### PROMPT
Scan the records for the line containing "# for each instance of the flat"; extract it and all later lines, verbatim, through the end, and nothing before it.
▼
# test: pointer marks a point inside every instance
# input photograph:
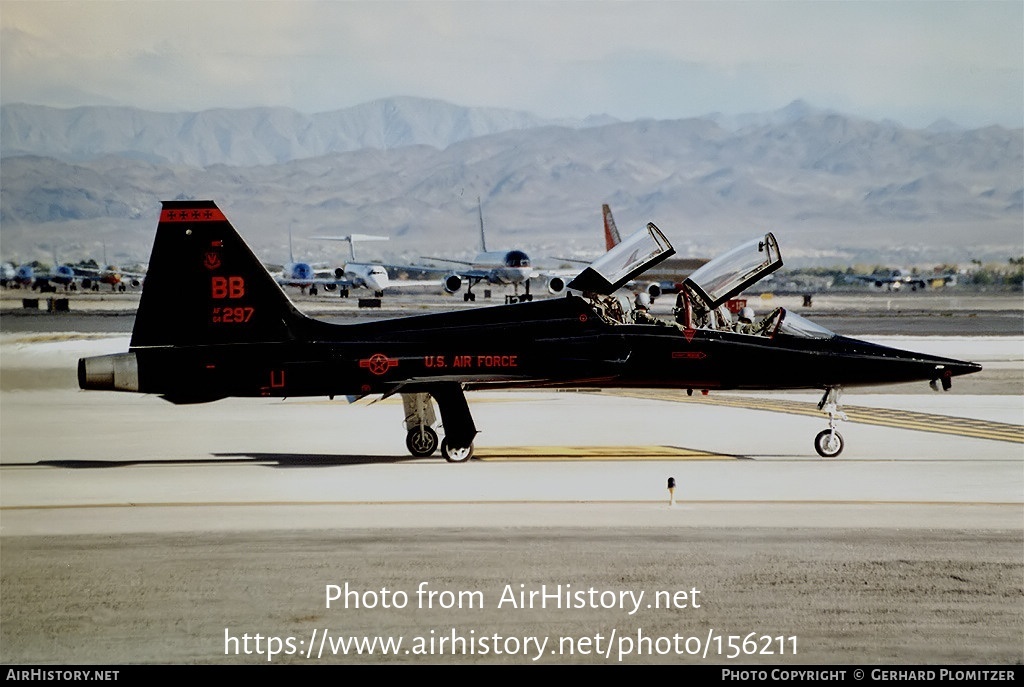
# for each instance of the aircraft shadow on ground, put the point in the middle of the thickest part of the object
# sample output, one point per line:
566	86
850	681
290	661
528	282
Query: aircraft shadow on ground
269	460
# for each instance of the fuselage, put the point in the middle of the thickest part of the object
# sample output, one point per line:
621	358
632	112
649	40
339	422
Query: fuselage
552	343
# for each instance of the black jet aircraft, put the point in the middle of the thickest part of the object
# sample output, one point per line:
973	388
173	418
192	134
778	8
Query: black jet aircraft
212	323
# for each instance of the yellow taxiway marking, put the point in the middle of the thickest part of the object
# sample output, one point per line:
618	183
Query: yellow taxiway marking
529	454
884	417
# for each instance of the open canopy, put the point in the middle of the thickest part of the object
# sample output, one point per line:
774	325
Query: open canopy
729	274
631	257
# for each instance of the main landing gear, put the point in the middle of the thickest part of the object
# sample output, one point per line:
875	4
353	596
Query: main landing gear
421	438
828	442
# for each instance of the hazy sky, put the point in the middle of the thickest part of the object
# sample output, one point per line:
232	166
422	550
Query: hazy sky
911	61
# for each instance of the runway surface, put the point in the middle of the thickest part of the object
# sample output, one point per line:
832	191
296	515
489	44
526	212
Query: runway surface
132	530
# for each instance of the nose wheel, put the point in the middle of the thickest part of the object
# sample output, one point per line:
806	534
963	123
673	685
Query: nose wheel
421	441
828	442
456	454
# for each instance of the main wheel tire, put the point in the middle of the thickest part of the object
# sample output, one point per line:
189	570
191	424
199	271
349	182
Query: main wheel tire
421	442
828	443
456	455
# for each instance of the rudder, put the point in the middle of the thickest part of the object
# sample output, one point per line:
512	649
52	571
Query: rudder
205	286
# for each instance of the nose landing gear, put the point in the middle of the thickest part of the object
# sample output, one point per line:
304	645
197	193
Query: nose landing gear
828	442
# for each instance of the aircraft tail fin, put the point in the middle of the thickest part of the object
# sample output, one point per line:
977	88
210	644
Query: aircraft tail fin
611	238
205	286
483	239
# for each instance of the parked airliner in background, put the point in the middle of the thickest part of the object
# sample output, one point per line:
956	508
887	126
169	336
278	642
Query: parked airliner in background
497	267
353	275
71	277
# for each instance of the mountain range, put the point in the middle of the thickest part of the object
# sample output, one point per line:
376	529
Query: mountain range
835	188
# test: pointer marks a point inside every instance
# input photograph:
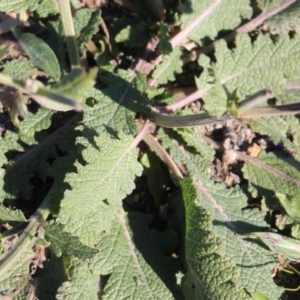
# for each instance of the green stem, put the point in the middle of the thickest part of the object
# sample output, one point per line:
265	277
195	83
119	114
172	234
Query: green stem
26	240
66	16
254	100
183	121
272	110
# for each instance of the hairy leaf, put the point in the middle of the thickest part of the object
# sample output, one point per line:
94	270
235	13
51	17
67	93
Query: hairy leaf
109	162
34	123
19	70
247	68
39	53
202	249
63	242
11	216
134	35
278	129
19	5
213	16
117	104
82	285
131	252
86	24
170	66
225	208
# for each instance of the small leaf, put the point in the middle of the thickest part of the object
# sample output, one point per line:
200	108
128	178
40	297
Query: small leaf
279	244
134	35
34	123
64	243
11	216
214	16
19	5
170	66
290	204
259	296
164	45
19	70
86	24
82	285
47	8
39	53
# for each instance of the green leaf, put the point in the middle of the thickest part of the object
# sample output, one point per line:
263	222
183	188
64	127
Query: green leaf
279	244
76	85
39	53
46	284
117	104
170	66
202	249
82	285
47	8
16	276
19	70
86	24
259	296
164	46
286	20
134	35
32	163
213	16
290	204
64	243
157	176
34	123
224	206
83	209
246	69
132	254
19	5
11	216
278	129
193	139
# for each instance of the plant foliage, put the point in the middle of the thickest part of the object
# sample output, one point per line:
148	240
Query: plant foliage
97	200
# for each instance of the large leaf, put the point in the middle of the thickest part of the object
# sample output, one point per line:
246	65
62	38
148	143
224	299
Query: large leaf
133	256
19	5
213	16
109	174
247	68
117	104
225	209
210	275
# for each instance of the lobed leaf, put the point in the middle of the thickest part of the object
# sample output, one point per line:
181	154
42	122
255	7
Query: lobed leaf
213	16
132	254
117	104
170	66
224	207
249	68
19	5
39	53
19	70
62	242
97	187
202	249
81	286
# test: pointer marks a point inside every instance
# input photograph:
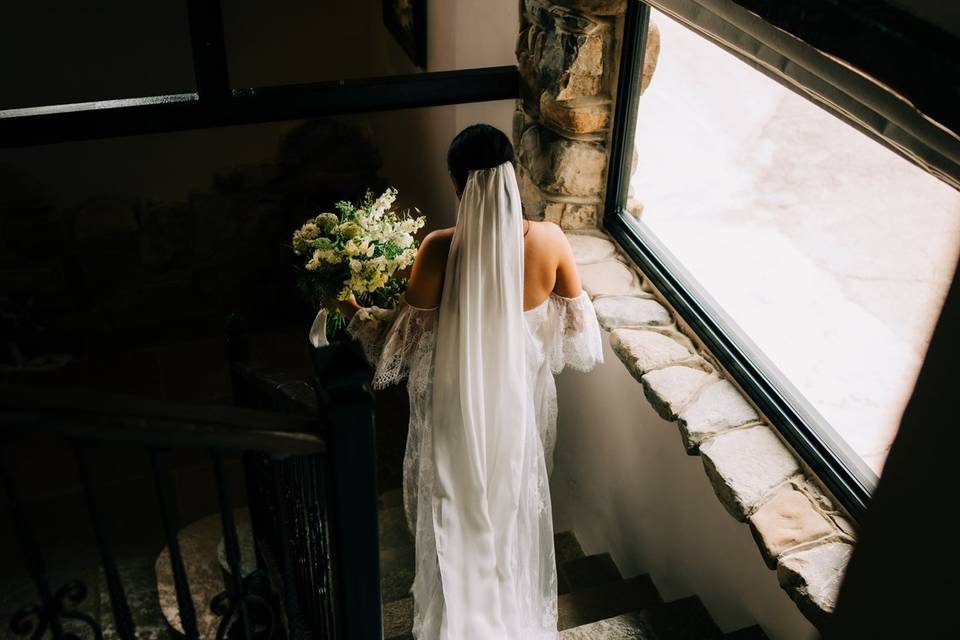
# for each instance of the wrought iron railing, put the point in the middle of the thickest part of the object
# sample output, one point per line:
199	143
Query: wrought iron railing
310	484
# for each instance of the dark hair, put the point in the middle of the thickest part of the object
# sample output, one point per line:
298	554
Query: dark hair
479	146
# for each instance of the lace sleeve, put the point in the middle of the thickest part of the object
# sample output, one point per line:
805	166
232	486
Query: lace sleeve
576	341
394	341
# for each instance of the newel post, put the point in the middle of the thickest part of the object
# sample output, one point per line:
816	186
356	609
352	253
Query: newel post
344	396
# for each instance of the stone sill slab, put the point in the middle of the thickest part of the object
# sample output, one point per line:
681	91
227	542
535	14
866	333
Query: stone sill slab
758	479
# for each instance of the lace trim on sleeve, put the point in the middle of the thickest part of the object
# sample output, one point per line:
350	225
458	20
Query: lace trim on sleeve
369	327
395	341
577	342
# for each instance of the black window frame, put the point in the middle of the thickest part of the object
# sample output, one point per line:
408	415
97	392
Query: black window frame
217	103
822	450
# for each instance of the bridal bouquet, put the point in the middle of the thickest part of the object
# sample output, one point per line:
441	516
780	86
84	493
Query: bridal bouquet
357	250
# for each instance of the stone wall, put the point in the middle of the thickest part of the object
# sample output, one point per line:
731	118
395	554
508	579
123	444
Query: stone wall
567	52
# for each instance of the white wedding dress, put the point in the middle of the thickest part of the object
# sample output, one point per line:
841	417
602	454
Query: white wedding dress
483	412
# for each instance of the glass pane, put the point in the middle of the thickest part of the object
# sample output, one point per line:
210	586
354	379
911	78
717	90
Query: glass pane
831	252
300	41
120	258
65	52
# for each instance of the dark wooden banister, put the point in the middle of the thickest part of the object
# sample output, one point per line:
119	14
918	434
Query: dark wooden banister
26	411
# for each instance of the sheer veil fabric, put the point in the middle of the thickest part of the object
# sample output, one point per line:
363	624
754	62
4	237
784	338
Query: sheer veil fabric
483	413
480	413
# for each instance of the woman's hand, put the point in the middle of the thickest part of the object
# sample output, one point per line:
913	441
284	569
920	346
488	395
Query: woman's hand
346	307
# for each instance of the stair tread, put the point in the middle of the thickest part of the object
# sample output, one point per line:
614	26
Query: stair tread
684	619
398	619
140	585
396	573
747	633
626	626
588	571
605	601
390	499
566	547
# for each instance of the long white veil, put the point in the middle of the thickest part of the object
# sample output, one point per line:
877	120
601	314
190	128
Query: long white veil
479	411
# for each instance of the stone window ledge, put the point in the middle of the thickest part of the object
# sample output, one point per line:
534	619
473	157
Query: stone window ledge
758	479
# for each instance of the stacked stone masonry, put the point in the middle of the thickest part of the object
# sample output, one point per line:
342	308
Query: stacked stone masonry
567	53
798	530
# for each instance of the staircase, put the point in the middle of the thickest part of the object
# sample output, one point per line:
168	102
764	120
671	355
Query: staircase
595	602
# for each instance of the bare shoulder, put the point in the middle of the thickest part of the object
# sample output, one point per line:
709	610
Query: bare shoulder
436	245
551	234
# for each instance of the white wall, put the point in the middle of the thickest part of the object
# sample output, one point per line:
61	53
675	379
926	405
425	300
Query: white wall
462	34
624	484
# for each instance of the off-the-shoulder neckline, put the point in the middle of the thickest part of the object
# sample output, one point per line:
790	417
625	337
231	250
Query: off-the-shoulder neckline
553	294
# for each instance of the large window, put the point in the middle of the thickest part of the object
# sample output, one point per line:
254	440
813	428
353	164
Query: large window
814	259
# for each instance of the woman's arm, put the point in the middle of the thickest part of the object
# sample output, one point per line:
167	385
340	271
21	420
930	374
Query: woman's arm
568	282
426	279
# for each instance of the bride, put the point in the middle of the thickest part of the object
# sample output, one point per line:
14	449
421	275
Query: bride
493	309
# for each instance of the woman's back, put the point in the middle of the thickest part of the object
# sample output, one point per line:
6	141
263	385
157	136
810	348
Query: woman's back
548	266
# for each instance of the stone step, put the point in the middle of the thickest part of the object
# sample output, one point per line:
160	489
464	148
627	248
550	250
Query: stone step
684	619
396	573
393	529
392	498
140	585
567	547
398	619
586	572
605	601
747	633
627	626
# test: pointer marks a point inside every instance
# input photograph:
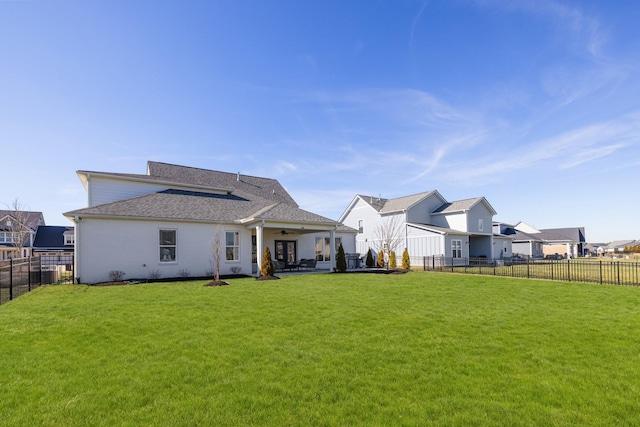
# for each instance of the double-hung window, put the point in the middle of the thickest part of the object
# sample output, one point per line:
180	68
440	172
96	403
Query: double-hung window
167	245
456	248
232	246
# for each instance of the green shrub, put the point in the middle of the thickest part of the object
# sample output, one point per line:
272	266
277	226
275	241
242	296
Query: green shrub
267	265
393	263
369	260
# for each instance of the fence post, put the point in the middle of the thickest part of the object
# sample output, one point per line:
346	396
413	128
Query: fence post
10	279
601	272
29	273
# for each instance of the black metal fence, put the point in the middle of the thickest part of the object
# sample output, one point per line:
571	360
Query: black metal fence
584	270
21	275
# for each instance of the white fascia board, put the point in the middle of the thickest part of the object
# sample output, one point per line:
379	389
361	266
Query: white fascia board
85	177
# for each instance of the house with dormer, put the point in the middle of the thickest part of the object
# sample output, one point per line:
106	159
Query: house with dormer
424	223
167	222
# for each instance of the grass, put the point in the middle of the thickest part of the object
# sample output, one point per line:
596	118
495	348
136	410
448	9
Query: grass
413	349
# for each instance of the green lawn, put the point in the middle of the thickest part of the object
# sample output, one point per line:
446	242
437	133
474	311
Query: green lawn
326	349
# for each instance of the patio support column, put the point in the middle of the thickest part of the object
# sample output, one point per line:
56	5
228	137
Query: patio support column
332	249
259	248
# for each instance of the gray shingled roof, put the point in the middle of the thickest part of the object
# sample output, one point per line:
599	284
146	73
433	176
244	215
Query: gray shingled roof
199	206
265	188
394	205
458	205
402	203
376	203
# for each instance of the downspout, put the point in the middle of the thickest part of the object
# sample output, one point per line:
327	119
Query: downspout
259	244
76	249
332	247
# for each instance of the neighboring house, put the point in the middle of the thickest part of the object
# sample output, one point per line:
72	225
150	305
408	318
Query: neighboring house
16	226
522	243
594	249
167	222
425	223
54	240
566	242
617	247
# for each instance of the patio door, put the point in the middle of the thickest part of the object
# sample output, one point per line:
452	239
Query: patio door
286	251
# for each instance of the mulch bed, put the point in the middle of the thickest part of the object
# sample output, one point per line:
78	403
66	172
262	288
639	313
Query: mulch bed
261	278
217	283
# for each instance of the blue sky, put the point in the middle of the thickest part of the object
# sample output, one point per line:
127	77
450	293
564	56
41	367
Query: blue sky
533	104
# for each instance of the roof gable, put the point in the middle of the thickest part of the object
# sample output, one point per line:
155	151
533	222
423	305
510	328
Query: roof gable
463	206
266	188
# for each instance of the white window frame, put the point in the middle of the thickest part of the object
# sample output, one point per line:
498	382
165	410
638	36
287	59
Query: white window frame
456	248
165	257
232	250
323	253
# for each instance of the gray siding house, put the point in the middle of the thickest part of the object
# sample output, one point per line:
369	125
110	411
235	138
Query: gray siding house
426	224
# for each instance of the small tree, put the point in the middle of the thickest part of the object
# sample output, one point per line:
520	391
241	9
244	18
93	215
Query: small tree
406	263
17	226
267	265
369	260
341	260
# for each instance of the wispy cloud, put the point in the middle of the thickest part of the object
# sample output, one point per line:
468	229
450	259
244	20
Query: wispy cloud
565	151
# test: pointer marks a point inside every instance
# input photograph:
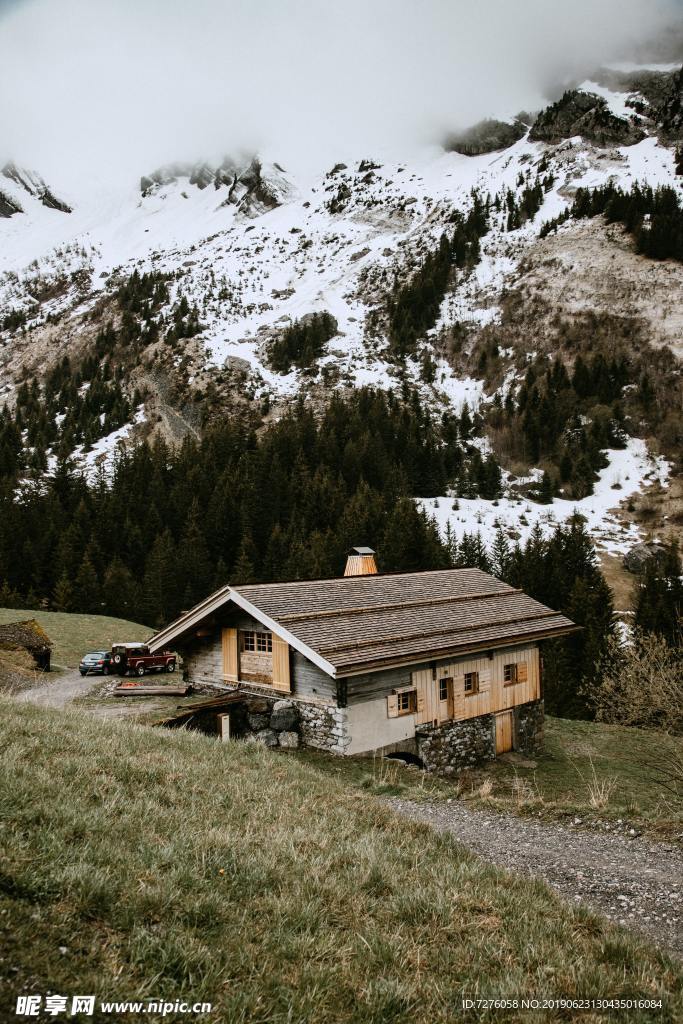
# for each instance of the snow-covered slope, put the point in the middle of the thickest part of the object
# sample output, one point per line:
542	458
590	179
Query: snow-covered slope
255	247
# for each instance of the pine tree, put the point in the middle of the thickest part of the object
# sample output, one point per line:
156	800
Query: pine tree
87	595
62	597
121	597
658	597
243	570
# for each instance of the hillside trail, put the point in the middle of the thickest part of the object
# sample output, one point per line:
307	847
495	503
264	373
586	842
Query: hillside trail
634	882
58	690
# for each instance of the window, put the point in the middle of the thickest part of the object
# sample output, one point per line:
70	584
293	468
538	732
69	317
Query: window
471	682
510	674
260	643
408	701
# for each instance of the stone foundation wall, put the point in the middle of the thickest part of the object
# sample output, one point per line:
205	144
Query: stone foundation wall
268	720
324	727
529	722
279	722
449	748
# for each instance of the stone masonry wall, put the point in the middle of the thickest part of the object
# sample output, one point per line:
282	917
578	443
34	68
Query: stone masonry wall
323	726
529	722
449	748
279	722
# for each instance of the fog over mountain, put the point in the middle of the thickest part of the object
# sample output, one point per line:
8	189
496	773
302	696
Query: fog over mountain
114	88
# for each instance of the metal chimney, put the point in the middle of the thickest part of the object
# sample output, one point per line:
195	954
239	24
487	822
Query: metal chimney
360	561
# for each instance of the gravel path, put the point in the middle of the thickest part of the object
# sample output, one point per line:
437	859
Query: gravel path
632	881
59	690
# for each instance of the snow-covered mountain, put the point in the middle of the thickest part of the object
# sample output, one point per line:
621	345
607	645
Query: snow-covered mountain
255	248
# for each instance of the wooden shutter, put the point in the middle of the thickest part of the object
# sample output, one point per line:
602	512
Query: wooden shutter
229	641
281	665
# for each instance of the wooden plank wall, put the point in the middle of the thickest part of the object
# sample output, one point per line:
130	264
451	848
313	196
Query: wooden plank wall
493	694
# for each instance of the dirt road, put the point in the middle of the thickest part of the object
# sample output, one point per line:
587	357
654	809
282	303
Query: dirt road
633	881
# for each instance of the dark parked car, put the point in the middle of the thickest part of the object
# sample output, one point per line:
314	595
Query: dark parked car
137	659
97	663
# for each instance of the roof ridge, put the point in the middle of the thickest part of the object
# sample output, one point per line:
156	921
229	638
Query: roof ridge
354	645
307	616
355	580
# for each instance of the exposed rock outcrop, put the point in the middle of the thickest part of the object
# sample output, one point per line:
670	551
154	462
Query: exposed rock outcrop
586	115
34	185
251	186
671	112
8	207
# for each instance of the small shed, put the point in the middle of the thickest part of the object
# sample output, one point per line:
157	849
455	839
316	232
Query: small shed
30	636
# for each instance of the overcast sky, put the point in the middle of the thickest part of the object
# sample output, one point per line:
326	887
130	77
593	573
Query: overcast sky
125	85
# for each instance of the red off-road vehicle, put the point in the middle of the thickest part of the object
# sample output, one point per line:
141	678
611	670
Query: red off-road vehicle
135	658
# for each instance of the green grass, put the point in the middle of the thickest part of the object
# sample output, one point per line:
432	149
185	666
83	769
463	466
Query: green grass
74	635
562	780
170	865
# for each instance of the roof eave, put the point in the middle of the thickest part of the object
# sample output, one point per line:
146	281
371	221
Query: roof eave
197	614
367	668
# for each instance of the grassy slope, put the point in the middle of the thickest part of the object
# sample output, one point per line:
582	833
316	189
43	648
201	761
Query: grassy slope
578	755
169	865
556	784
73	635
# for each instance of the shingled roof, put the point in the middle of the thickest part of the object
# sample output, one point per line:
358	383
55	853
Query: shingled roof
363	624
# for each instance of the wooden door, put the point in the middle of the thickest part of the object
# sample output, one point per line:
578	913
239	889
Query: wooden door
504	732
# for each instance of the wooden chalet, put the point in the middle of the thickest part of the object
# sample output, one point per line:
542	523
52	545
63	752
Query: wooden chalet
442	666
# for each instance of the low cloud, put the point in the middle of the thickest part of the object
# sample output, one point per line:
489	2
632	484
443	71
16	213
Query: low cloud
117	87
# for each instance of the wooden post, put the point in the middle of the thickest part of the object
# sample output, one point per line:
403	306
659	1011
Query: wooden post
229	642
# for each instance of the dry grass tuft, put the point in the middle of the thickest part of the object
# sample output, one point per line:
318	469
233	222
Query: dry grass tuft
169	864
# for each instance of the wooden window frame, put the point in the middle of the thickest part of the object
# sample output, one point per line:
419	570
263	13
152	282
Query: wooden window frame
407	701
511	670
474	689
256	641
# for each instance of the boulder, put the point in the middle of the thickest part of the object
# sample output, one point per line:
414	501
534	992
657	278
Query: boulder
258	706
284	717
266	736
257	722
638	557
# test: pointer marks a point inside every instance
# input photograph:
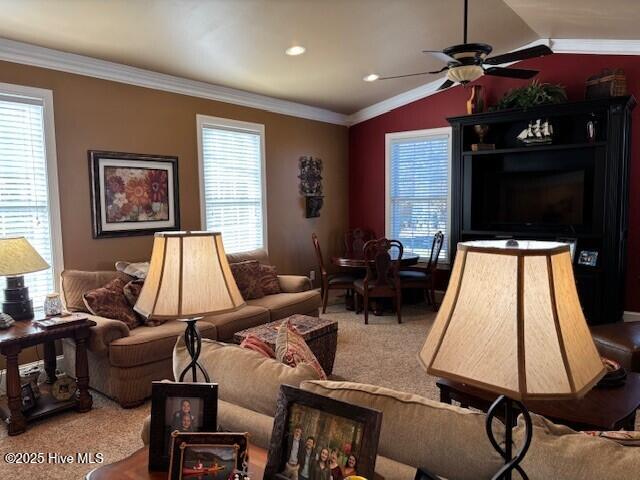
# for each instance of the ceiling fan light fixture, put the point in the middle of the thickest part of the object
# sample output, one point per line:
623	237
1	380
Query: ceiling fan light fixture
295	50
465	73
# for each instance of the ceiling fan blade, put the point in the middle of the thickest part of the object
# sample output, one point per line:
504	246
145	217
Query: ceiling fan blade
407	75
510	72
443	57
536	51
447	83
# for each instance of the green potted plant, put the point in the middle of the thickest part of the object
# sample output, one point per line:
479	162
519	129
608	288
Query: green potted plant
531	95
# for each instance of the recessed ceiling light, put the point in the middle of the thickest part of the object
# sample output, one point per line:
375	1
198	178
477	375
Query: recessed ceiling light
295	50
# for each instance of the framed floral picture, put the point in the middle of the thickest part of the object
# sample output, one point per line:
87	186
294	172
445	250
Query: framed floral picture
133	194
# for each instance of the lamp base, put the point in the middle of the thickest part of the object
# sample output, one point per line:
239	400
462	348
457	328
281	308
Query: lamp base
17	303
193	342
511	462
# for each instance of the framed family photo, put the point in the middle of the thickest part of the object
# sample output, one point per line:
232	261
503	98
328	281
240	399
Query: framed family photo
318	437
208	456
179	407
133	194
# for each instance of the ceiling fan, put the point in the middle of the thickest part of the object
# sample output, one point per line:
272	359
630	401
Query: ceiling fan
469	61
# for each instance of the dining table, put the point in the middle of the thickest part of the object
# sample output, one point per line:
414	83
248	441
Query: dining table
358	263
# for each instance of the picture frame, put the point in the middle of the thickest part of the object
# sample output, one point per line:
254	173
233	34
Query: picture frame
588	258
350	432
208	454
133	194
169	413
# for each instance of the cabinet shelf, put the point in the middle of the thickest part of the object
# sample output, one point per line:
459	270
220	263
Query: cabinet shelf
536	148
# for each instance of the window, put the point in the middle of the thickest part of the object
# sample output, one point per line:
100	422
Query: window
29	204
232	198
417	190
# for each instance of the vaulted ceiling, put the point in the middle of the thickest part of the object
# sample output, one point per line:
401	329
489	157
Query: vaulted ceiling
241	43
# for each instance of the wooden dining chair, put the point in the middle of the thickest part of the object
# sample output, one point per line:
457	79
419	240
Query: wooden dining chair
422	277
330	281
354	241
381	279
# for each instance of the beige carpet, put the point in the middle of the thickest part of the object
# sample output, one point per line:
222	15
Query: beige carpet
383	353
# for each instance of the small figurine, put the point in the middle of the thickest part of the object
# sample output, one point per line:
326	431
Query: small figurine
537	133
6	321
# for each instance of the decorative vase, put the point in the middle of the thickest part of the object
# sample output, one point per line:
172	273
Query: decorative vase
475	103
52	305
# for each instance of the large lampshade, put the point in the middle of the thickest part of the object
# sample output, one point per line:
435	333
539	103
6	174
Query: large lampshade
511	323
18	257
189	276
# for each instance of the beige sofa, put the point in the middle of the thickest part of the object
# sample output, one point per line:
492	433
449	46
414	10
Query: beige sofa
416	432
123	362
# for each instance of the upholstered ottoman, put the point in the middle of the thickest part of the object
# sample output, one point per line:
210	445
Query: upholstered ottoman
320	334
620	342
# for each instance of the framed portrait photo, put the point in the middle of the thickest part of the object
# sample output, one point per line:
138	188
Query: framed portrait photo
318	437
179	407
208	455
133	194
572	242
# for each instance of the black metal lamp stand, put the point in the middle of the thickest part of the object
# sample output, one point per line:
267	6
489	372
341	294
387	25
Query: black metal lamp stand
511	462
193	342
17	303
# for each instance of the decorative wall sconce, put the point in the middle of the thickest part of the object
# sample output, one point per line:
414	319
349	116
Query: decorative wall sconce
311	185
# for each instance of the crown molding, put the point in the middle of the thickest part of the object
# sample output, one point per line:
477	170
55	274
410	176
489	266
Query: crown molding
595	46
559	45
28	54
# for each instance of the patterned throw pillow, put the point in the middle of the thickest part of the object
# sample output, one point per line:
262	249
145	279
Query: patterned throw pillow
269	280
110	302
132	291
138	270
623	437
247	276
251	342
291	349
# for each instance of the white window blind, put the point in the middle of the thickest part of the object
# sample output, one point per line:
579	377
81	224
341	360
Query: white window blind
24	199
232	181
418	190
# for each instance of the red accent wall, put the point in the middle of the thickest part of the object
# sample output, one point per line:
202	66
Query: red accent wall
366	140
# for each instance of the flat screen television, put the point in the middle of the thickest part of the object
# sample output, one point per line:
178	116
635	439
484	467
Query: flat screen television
▲
### RESULT OF THE TASK
# for each instance of the flat screen television, put the point in the middle of the thickest part of the object
# sample output, one point per line:
178	116
635	439
484	467
Query: flat screen television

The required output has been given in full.